Close
Mathilde Cinq-Mars: Illustrer la diversité avec poésie

Mathilde Cinq-Mars: Illustrer la diversité avec poésie

Le contraste entre l’apparente fragilité qui se dégage du travail de Mathilde Cinq-Mars et l’énergie tourbillonnante se dégageant de sa voix est frappant. Rien de compliqué ni de tabou chez elle: son rire est franc et ses réponses sont directes, pleines d’aplomb.

Illustratrice indépendante à temps plein, celle qui travaille depuis son atelier de Trois-Rivières a d’abord étudié à Strasbourg en arts visuels, avant de revenir s’acclimater au marché du travail québécois avec un an d’études à l’Université Laval, choisissant un bouquet de cours en arts visuels et en animation. C’est en participant au programme Jeunes volontaires d’Emploi-Québec, alors qu’elle est installée dans le bas du fleuve, qu’elle développe son projet entrepreneurial en illustration. «Ça a marché! Je m’attendais pas à partir en illustration avec ça, c’était juste temporaire pour avoir la bourse, mais finalement ça a été vraiment cool: j’ai fait un site internet et j’ai eu des contrats.»

Ces dernières années, son travail se divise en deux champs principaux: le côté entrepreneurial avec ses imprimés, regroupant ses cartes de souhait et affiches éducatives, disponibles sur sa boutique Etsy et dans une quinzaine de points de vente à travers le Québec, et le côté sur commande, celui dans lequel elle s’investit le plus, qui regroupe l’illustration éditoriale pour les magazines, et l’édition jeunesse, où elle illustre présentement son sixième livre.

Tout comme ses mandats sont divisés entre projets personnels (dont l’espace qui y est alloué rétrécit comme peau de chagrin) et commandes, elle partage son travail entre deux principales techniques: «Des fois c’est juste crayons-aquarelle. Ça c’est plus pour mes choses jeunesses, parce que je peux faire des couleurs plus vives, des choses plus simples.» Pour des illustrations plus complexes ou sortant du créneau jeunesse, l’illustratrice a recours à une technique bien à elle combinant photomontage, l’acrylique, le crayon et l’aquarelle, comme elle l’explique ci-bas.

Cette méthode lui permet de sortir de ses réflexes de dessin et de lui fournir davantage d’inspiration. Peu importe la technique, le papier occupe une place primordiale dans son processus: «Je travaille juste sur papier. Mon dessin, finalement, je le scanne et je l’envoie. Y a pas de retouche qui est faite numériquement.»

Pour qu’elle demeure une illustratrice motivée et heureuse, les mandats de Mathilde doivent être alignés avec ses valeurs féministes et égalitaires, «parce que sinon, la motivation descend ben ben vite», ajoute-t-elle en riant. «Les gens m’approchent pour des choses qui sont toujours dans mes valeurs: j’ai pas de choix plates à faire.»

«J’ai quand même eu, dans les dernières années, des commentaires sur des personnages: à les faire moins noirs, à les faire moins gros, à les faire plus musclés, la mâchoire plus carrée, évoque-t-elle. C’est vraiment pas des choses que je veux vivre. C’est super super confrontant quand même, c’est étonnant de s’apercevoir qu’il y a ça dans le monde de l’illustration, et en plus de l’album jeunesse.» C’est néanmoins par ces expériences qu’elle a pu développer un vocabulaire pour défendre dans son travail la diversité si chère à ses yeux, et à refuser les mandats qui ne la laissent pas aller en ce sens.

Liste des fiches
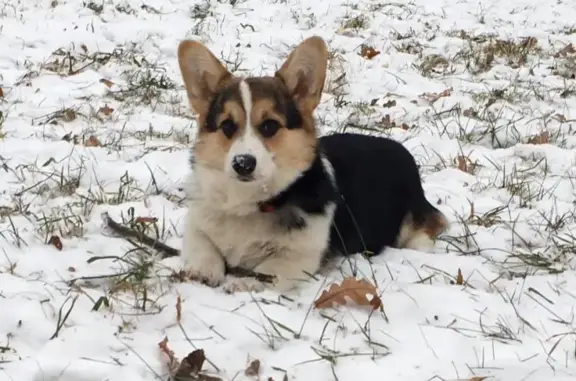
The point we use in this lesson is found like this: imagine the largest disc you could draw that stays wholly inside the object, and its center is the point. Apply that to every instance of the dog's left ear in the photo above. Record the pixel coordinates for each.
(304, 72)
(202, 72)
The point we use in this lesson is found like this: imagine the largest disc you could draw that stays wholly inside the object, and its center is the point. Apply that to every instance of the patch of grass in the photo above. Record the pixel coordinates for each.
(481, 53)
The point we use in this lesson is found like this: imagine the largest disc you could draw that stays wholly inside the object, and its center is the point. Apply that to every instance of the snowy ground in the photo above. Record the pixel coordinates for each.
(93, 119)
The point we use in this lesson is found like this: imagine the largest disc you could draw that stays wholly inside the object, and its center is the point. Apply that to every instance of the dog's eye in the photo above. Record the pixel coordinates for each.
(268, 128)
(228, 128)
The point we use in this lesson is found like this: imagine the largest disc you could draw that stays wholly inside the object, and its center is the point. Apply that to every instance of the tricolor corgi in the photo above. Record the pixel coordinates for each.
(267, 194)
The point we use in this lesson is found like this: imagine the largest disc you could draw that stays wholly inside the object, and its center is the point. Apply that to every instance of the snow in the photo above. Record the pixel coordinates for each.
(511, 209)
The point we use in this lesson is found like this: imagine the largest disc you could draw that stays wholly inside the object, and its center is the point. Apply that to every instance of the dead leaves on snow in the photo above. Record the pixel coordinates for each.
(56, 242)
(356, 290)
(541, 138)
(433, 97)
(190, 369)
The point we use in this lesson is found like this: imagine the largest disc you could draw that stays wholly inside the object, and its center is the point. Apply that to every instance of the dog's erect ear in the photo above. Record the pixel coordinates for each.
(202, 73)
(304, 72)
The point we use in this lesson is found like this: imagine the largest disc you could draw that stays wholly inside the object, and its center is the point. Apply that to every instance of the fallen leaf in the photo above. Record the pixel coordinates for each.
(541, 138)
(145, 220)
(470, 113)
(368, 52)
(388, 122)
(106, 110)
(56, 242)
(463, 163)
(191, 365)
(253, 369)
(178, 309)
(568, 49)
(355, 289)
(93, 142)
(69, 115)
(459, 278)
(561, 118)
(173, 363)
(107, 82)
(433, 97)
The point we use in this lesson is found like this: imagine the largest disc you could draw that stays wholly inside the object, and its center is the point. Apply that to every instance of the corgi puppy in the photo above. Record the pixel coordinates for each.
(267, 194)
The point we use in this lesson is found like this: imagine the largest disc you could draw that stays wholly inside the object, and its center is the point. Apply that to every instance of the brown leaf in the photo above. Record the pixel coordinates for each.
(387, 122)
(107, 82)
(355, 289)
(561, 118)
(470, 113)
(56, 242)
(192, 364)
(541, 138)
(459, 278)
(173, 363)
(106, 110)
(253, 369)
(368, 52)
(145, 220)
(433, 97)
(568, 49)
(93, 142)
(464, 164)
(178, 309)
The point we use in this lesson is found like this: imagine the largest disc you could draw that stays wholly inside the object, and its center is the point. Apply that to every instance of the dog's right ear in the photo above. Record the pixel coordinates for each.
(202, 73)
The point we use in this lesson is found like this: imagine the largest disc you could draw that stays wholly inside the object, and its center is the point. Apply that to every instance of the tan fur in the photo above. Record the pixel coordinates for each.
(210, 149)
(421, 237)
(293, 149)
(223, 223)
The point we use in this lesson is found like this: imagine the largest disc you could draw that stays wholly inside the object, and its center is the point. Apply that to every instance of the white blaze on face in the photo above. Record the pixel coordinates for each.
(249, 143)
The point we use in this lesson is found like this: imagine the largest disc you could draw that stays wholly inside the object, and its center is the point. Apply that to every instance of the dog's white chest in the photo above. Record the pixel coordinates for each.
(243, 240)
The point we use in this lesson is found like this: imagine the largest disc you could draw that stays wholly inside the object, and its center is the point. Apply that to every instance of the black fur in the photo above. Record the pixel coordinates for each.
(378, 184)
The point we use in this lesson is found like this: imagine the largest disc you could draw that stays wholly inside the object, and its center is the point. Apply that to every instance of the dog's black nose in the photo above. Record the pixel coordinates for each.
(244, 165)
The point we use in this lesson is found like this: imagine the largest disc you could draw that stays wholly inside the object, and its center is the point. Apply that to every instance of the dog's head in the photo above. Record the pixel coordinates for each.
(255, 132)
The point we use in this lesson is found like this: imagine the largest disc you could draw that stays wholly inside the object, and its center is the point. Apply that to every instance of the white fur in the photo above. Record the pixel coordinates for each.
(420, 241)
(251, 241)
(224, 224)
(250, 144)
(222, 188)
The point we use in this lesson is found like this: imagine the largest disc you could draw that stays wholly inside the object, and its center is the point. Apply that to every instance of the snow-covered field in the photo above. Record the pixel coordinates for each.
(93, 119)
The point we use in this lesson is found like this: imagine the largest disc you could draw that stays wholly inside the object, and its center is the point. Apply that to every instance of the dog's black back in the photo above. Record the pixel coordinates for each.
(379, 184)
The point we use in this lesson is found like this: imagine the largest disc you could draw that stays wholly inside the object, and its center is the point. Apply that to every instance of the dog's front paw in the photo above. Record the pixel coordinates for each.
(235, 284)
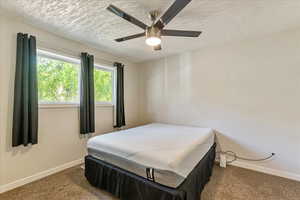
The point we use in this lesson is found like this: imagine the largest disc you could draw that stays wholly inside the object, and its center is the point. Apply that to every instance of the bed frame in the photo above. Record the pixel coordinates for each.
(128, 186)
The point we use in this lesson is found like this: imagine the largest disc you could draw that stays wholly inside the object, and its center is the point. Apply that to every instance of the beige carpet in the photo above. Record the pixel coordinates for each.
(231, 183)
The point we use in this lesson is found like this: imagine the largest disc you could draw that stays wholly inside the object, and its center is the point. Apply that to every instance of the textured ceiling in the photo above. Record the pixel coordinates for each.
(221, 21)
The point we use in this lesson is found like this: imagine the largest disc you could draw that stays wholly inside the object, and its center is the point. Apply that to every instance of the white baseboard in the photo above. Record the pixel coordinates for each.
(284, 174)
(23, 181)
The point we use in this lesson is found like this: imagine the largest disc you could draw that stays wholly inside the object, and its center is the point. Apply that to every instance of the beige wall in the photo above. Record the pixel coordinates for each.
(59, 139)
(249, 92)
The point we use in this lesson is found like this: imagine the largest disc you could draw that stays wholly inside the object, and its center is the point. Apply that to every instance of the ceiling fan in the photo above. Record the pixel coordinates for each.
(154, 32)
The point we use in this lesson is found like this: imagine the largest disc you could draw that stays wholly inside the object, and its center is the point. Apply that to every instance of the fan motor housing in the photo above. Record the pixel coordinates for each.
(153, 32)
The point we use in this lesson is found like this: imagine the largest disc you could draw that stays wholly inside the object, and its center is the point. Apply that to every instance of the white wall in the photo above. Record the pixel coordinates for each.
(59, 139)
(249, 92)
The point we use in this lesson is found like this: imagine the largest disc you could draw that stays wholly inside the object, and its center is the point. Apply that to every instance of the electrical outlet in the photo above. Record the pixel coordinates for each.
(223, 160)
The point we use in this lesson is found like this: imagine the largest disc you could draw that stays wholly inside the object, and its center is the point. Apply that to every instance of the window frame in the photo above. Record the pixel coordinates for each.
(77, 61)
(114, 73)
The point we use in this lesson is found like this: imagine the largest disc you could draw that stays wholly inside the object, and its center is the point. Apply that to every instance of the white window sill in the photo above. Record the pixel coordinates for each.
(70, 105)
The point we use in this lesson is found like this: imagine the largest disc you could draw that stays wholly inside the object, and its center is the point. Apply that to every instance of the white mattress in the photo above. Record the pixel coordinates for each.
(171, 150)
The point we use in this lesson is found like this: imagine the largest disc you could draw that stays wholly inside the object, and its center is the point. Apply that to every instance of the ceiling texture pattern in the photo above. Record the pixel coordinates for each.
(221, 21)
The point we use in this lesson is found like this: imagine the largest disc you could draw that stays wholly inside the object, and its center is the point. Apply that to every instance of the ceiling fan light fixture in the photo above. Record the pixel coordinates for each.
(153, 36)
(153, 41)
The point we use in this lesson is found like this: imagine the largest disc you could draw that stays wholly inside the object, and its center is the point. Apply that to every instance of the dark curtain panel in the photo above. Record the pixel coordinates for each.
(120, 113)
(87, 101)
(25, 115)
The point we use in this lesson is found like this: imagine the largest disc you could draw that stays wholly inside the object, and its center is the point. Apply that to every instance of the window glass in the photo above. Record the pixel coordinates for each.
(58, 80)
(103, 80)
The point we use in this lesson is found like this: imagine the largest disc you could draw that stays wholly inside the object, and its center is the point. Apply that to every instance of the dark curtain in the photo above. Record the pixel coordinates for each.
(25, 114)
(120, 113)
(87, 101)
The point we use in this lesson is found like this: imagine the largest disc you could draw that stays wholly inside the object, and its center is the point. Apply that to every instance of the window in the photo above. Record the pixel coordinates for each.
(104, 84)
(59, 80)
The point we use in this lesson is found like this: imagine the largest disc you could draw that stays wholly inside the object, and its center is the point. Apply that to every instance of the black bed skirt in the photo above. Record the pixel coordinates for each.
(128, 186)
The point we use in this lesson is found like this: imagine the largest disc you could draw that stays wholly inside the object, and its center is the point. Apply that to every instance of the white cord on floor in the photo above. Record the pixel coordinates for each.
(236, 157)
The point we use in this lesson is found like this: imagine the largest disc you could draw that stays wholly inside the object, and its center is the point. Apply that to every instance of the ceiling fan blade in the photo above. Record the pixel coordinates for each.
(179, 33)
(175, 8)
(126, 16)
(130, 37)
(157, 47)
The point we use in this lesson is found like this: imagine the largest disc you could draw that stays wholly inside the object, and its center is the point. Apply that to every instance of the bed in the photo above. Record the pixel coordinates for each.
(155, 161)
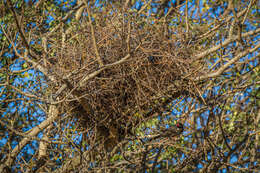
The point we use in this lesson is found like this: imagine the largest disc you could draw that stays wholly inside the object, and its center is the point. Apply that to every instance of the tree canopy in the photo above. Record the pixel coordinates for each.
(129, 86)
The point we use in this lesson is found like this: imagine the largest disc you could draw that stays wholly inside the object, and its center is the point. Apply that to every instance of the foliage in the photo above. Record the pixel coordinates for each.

Vos consignes
Poursuivez le portrait de l’illustratrice Mathilde Cinq-Mars à partir de sa dernière phrase.

Réponse ci-dessous
Ses thématiques récurrentes touchent à la maternité (elle est d’ailleurs mère monoparentale d’une petite fille de trois ans et demi), aux relations interpersonnelles et à la végétation. Elle adore l’illustration éditoriale parce que celle-ci la pousse à explorer des thèmes auxquels elle ne se serait pas nécessairement attaquée: que ce soit l’immigration en région, un sujet délicat à illustrer de manière évocatrice sans tomber dans les clichés, la dépression prénatale ou les ruelles de Montréal. «Ça me fait naviguer dans toutes sortes de sujets», s’enthousiasme-t-elle. «Chaque fois qu’on me demande un [dessin pour un] texte, j’en lis des textes, je regarde ce qui s’est fait sur le sujet déjà. Moi ça me plonge dans des univers. Faut se plonger dedans beaucoup, mais ça vaut la peine, je pense que ça fait des illustrations qui sont probablement meilleures.»

Le rythme assez frénétique de l’illustration éditoriale, où les délais entre la commande et la livraison sont très rapprochés, lui convient très bien. «C’est très rapide, et très cool que ça soit rapide aussi, parce que c’est très vite fait, c’est très vite finit et on passe vite à autre chose et c’est vraiment stimulant», résume-t-elle. «J’ai pas de misère à trouver des idées, je cherche jamais mon idée: tu me donnes un thème, je propose cinq choses, ils en choisissent un, je le fais.» L’édition fonctionne à l’opposé, avec les projets de livre s’échelonnant sur plusieurs mois: «Pendant 6 mois c’est pas coché sur ta liste: ça c’est stressant!».

L’année qui vient permettra à Mathilde Cinq-Mars de faire rayonner son travail de plusieurs manières. Alors qu’une exposition de plusieurs de ses oeuvres orne les murs de la boulangerie Chez Fred (dans Notre-Dame-de-Grâce à Montréal, jusqu’au 3 mars), elle participera à une autre exposition dans la métropole, collective cette fois-ci, dont les détails seront annoncés sous peu et qui aura lieu au printemps. «J’ai exposé dans beaucoup de cafés, galeries de Québec, Trois-Rivières», résume l’illustratrice, qui a par ailleurs été représentée par une galerie de New York pendant un an et demi, mais qui a choisi d’arrêter en raison de la demande grandissante et d’un manque de temps en découlant.

Un film d’animation en papier découpé qu’elle a créé à l’invitation de CBC est en nomination pour les Canadian Screen Awards. 2017 sera aussi l’occasion de voir le premier livre qu’elle a illustré, les (cinq) autres seront publiés d’ici à la fin 2018. Qu’on se le dise, Mathilde Cinq-Mars n’a pas fini d’enjoliver le monde avec ses dessins.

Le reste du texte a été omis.